**MATERIAL FOR THIS EXERCISE**:

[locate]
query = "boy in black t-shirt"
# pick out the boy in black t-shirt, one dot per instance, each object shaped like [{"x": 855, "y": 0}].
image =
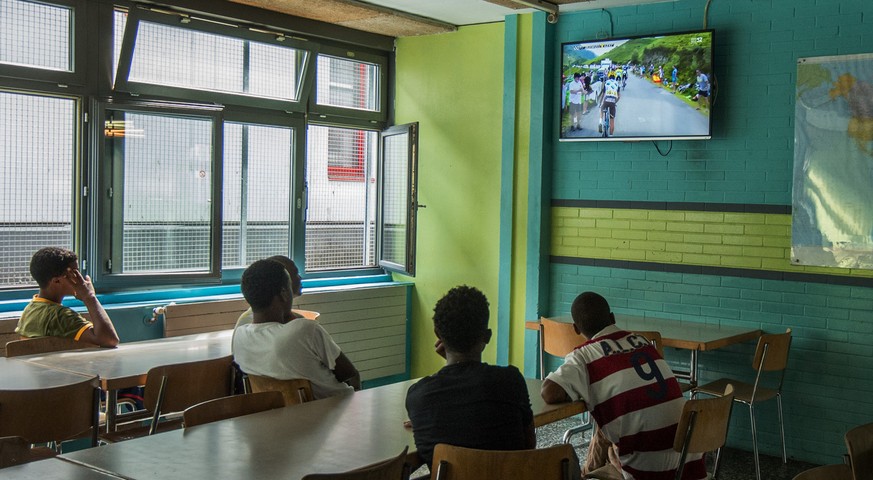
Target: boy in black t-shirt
[{"x": 468, "y": 403}]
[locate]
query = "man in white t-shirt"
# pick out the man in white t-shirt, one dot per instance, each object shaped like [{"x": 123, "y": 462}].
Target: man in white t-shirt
[{"x": 278, "y": 345}]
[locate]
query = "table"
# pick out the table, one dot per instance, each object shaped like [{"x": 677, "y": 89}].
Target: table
[
  {"x": 686, "y": 335},
  {"x": 335, "y": 434},
  {"x": 127, "y": 365},
  {"x": 53, "y": 469}
]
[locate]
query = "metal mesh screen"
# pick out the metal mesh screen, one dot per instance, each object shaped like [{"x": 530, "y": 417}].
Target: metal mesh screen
[
  {"x": 185, "y": 58},
  {"x": 166, "y": 200},
  {"x": 348, "y": 84},
  {"x": 340, "y": 217},
  {"x": 257, "y": 193},
  {"x": 38, "y": 135},
  {"x": 36, "y": 35},
  {"x": 395, "y": 198}
]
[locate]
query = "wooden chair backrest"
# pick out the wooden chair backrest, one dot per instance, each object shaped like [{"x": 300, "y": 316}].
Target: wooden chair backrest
[
  {"x": 294, "y": 390},
  {"x": 51, "y": 414},
  {"x": 655, "y": 339},
  {"x": 704, "y": 423},
  {"x": 458, "y": 463},
  {"x": 859, "y": 442},
  {"x": 232, "y": 406},
  {"x": 187, "y": 384},
  {"x": 777, "y": 346},
  {"x": 33, "y": 346},
  {"x": 559, "y": 338},
  {"x": 392, "y": 469}
]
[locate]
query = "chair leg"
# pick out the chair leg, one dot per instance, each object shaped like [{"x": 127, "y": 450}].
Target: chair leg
[
  {"x": 755, "y": 442},
  {"x": 781, "y": 427}
]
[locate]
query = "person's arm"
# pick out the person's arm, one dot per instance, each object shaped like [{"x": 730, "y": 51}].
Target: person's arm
[
  {"x": 553, "y": 393},
  {"x": 102, "y": 332},
  {"x": 345, "y": 372}
]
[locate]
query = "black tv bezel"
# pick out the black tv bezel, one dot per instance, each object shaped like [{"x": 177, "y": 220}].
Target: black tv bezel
[{"x": 560, "y": 66}]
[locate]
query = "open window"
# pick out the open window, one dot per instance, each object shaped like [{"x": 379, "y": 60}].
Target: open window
[{"x": 398, "y": 204}]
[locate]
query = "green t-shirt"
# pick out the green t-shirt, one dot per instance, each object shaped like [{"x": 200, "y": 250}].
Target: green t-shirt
[{"x": 45, "y": 318}]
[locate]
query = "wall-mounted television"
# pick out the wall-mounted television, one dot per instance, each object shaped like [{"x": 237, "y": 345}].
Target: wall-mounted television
[{"x": 662, "y": 84}]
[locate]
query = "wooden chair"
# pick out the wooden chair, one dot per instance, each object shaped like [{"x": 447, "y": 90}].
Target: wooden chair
[
  {"x": 559, "y": 339},
  {"x": 33, "y": 346},
  {"x": 859, "y": 442},
  {"x": 702, "y": 428},
  {"x": 655, "y": 339},
  {"x": 54, "y": 414},
  {"x": 459, "y": 463},
  {"x": 771, "y": 355},
  {"x": 295, "y": 390},
  {"x": 232, "y": 406},
  {"x": 393, "y": 469},
  {"x": 172, "y": 388}
]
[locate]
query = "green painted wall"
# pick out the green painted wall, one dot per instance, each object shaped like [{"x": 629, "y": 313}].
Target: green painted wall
[{"x": 452, "y": 84}]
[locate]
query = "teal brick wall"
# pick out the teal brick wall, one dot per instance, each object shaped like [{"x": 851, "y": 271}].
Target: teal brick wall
[{"x": 749, "y": 160}]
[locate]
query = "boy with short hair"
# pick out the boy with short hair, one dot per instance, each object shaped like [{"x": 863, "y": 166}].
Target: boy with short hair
[
  {"x": 56, "y": 271},
  {"x": 468, "y": 403},
  {"x": 278, "y": 345}
]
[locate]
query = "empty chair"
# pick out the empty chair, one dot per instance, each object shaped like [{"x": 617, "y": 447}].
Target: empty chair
[
  {"x": 458, "y": 463},
  {"x": 295, "y": 390},
  {"x": 173, "y": 388},
  {"x": 655, "y": 339},
  {"x": 559, "y": 339},
  {"x": 392, "y": 469},
  {"x": 232, "y": 406},
  {"x": 33, "y": 346},
  {"x": 52, "y": 414},
  {"x": 702, "y": 428},
  {"x": 771, "y": 355}
]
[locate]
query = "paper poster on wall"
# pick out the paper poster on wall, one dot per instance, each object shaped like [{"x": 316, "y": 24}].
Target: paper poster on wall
[{"x": 832, "y": 207}]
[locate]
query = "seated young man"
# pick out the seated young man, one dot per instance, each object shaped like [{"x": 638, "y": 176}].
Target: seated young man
[
  {"x": 278, "y": 345},
  {"x": 296, "y": 287},
  {"x": 56, "y": 271},
  {"x": 468, "y": 403},
  {"x": 630, "y": 391}
]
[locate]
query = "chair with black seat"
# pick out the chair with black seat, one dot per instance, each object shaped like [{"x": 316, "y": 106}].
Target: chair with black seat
[
  {"x": 51, "y": 415},
  {"x": 170, "y": 389},
  {"x": 458, "y": 463},
  {"x": 771, "y": 355},
  {"x": 392, "y": 469},
  {"x": 294, "y": 390},
  {"x": 36, "y": 345},
  {"x": 559, "y": 339},
  {"x": 702, "y": 428},
  {"x": 231, "y": 406},
  {"x": 657, "y": 341},
  {"x": 859, "y": 442}
]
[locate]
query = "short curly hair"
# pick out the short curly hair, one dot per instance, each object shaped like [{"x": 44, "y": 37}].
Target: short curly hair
[
  {"x": 460, "y": 318},
  {"x": 262, "y": 281},
  {"x": 50, "y": 262}
]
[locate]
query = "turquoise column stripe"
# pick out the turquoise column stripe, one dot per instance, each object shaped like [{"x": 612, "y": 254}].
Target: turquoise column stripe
[
  {"x": 507, "y": 173},
  {"x": 536, "y": 216}
]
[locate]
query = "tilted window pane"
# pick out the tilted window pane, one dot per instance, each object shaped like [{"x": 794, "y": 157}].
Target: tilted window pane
[
  {"x": 347, "y": 84},
  {"x": 395, "y": 198},
  {"x": 340, "y": 217},
  {"x": 257, "y": 193},
  {"x": 184, "y": 58},
  {"x": 36, "y": 35},
  {"x": 38, "y": 135},
  {"x": 166, "y": 201}
]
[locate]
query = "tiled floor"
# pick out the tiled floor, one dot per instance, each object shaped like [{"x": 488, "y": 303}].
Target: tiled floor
[{"x": 735, "y": 464}]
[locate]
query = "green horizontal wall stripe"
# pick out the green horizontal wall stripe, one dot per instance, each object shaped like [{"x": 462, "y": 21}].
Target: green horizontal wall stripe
[
  {"x": 722, "y": 271},
  {"x": 688, "y": 206}
]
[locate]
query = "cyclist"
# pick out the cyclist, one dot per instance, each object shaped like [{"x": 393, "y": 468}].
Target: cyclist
[{"x": 611, "y": 95}]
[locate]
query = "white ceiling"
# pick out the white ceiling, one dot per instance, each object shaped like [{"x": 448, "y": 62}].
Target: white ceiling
[{"x": 469, "y": 12}]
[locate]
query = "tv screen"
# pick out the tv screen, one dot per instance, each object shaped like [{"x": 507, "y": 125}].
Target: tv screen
[{"x": 655, "y": 87}]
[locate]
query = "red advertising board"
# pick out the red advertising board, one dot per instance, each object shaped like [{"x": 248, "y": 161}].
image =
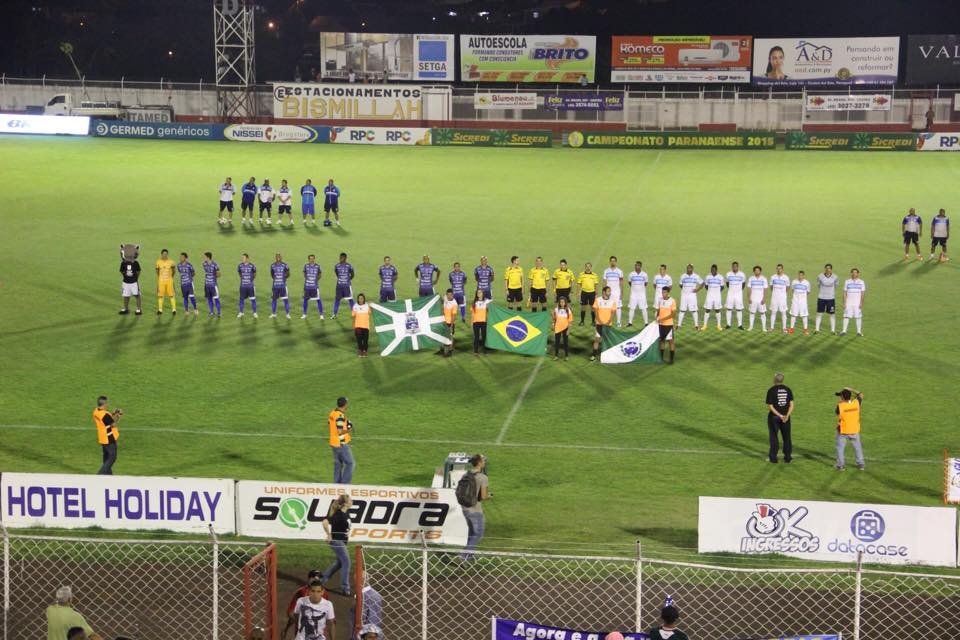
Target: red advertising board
[{"x": 697, "y": 59}]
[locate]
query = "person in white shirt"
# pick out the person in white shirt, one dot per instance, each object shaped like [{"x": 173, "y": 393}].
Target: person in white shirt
[
  {"x": 779, "y": 283},
  {"x": 735, "y": 281},
  {"x": 758, "y": 293},
  {"x": 854, "y": 291},
  {"x": 714, "y": 285},
  {"x": 613, "y": 277},
  {"x": 798, "y": 305},
  {"x": 690, "y": 284},
  {"x": 638, "y": 292}
]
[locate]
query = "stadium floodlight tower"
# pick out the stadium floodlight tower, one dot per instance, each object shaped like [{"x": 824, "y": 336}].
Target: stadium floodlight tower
[{"x": 234, "y": 57}]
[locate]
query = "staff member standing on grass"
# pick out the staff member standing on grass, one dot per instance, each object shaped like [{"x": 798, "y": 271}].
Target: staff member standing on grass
[
  {"x": 340, "y": 429},
  {"x": 107, "y": 434},
  {"x": 780, "y": 405}
]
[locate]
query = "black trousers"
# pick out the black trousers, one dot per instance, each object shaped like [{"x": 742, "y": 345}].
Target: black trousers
[
  {"x": 777, "y": 427},
  {"x": 109, "y": 457}
]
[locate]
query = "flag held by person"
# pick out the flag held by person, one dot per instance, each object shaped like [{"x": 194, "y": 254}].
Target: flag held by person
[
  {"x": 409, "y": 325},
  {"x": 523, "y": 332},
  {"x": 623, "y": 347}
]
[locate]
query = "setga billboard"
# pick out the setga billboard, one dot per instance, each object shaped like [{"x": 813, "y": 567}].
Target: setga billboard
[
  {"x": 833, "y": 531},
  {"x": 700, "y": 59},
  {"x": 378, "y": 514},
  {"x": 793, "y": 62},
  {"x": 347, "y": 102},
  {"x": 186, "y": 505},
  {"x": 527, "y": 58},
  {"x": 396, "y": 56}
]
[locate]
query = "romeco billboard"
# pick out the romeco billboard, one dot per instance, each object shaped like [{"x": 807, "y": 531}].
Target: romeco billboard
[{"x": 378, "y": 514}]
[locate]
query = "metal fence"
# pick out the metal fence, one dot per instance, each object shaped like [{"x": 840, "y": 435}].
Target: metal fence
[
  {"x": 135, "y": 588},
  {"x": 430, "y": 593}
]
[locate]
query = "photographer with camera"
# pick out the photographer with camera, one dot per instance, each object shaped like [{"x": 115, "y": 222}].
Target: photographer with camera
[
  {"x": 107, "y": 434},
  {"x": 848, "y": 426}
]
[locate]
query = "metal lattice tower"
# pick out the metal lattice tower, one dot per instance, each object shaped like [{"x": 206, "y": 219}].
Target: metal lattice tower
[{"x": 234, "y": 57}]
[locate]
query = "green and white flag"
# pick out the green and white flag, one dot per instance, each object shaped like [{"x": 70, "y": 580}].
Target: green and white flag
[
  {"x": 409, "y": 325},
  {"x": 622, "y": 347}
]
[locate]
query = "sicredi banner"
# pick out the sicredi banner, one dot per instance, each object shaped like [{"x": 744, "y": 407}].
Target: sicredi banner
[
  {"x": 504, "y": 101},
  {"x": 933, "y": 59},
  {"x": 791, "y": 62},
  {"x": 347, "y": 101},
  {"x": 275, "y": 133},
  {"x": 378, "y": 514},
  {"x": 380, "y": 135},
  {"x": 186, "y": 505},
  {"x": 832, "y": 531},
  {"x": 939, "y": 141},
  {"x": 700, "y": 59},
  {"x": 44, "y": 125},
  {"x": 527, "y": 58}
]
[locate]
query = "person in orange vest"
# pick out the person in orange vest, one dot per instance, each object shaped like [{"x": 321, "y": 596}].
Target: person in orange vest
[
  {"x": 340, "y": 429},
  {"x": 107, "y": 434},
  {"x": 666, "y": 312},
  {"x": 848, "y": 426}
]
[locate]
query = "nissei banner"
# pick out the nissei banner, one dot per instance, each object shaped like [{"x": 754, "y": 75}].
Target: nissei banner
[
  {"x": 701, "y": 59},
  {"x": 792, "y": 62},
  {"x": 380, "y": 135},
  {"x": 308, "y": 101},
  {"x": 527, "y": 58},
  {"x": 378, "y": 514},
  {"x": 832, "y": 531},
  {"x": 186, "y": 505}
]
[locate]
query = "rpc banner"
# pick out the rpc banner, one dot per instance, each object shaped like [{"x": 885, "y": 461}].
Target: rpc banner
[
  {"x": 378, "y": 514},
  {"x": 831, "y": 531},
  {"x": 185, "y": 505}
]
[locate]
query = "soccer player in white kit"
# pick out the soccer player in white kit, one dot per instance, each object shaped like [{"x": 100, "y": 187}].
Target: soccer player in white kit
[
  {"x": 613, "y": 277},
  {"x": 779, "y": 283},
  {"x": 757, "y": 283},
  {"x": 854, "y": 291},
  {"x": 735, "y": 281},
  {"x": 638, "y": 292},
  {"x": 798, "y": 305},
  {"x": 714, "y": 285}
]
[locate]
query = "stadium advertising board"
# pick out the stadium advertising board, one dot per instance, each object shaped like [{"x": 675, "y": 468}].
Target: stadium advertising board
[
  {"x": 700, "y": 59},
  {"x": 584, "y": 101},
  {"x": 938, "y": 141},
  {"x": 172, "y": 131},
  {"x": 504, "y": 101},
  {"x": 527, "y": 58},
  {"x": 347, "y": 101},
  {"x": 670, "y": 140},
  {"x": 380, "y": 135},
  {"x": 378, "y": 514},
  {"x": 275, "y": 133},
  {"x": 402, "y": 56},
  {"x": 831, "y": 141},
  {"x": 832, "y": 531},
  {"x": 490, "y": 138},
  {"x": 933, "y": 59},
  {"x": 186, "y": 505},
  {"x": 831, "y": 102},
  {"x": 791, "y": 62},
  {"x": 44, "y": 125}
]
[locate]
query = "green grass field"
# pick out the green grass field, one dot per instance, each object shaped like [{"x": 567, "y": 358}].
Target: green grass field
[{"x": 594, "y": 456}]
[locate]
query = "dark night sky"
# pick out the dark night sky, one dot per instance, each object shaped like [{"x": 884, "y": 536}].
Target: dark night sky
[{"x": 132, "y": 38}]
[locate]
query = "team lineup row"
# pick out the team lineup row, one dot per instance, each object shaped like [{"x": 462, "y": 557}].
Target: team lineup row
[{"x": 537, "y": 281}]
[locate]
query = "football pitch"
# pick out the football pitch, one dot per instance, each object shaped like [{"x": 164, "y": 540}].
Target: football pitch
[{"x": 583, "y": 457}]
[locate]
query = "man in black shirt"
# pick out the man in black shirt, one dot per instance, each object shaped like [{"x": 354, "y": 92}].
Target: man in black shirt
[{"x": 780, "y": 404}]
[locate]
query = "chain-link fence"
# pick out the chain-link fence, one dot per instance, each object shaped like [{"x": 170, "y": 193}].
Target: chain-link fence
[
  {"x": 430, "y": 593},
  {"x": 137, "y": 588}
]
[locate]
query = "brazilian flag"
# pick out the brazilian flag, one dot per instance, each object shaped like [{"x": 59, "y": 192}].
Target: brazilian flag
[{"x": 524, "y": 332}]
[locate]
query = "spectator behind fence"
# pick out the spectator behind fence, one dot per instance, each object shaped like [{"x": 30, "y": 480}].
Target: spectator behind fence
[{"x": 62, "y": 618}]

**CHALLENGE**:
Count the lines of the records above that contain the string "column", and give only the number.

**OUTPUT OF THE TASK**:
3